::: Listed records

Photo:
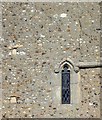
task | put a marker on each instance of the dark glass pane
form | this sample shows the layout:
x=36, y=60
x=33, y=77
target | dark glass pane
x=65, y=86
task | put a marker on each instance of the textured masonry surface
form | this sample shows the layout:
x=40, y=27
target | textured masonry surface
x=37, y=36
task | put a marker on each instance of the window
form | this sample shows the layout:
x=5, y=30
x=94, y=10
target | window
x=65, y=85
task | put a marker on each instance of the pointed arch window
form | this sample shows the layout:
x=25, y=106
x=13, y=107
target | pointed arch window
x=66, y=85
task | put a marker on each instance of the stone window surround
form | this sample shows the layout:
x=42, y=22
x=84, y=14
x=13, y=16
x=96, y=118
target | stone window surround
x=75, y=78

::::::

What you have to do ->
Edit the data above by replacing each occurrence of "put a marker on" with "place a point on" and leaving everything else unchanged. Omit the pictures from the result.

Exercise result ->
Photo:
task | place a point on each instance of the dark glass pane
form | this sample shows the layout:
x=36, y=60
x=33, y=77
target | dark glass pane
x=65, y=86
task | place a point on each instance of the textured masonry surface
form | this sample shows the layout:
x=40, y=27
target | textured masonry surface
x=37, y=36
task | place a point on each instance of the window
form | this sample shows the layout:
x=5, y=30
x=94, y=10
target | window
x=65, y=85
task | place a point on each instance of the pointed arch window
form | this sample shows the layout:
x=25, y=106
x=13, y=107
target | pointed arch window
x=66, y=85
task | place a point on each instance of the stone window surround
form | this sample shows the layout:
x=42, y=22
x=84, y=14
x=13, y=16
x=96, y=118
target | stone window surround
x=75, y=78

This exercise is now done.